### INSTRUCTIONS FOR THE TASK
Count the lines in the items below that contain the word "noun", treating uppercase and lowercase as different, and reply with only that number.

>> BEGIN

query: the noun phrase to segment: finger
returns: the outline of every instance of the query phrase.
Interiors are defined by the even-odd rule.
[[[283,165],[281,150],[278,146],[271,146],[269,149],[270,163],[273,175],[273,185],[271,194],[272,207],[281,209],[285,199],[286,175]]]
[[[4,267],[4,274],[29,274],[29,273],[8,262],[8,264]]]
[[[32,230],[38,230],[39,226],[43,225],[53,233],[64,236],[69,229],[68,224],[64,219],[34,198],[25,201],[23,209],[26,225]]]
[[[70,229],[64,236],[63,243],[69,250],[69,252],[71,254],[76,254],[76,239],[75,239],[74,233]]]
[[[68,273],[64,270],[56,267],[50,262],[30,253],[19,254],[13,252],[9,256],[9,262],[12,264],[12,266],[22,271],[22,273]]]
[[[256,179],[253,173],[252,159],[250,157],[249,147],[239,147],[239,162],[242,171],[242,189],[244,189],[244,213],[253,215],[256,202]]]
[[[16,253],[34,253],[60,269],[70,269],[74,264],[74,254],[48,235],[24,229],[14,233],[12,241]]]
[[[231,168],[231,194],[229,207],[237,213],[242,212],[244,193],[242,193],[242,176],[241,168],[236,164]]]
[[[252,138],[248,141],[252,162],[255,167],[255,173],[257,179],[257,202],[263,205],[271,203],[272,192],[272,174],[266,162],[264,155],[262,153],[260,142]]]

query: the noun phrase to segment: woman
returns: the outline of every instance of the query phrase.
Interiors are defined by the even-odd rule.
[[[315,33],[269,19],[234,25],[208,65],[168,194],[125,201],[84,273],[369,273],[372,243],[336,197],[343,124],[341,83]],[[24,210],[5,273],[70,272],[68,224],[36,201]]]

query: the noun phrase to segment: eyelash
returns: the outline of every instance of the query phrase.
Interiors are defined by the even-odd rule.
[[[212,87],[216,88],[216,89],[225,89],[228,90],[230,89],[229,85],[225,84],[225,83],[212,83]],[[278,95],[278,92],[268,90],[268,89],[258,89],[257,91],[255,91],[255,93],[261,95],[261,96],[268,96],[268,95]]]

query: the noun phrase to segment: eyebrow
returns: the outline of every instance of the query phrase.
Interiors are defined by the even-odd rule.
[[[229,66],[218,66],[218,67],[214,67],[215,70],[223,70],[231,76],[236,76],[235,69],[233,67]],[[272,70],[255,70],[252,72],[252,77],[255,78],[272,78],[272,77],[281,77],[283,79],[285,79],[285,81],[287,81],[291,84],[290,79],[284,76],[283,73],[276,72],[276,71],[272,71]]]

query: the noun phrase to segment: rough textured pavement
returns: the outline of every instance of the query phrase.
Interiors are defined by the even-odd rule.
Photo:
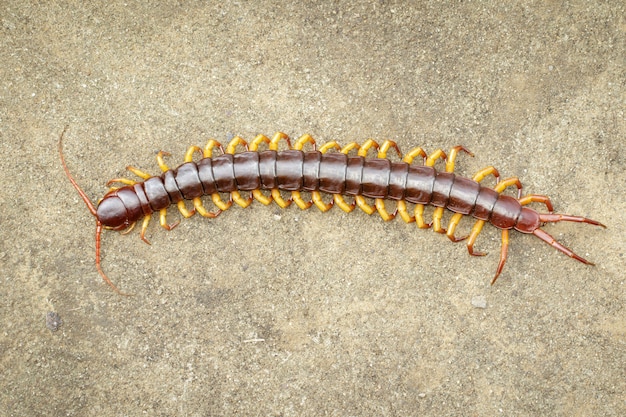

>> END

### TASK OUTPUT
5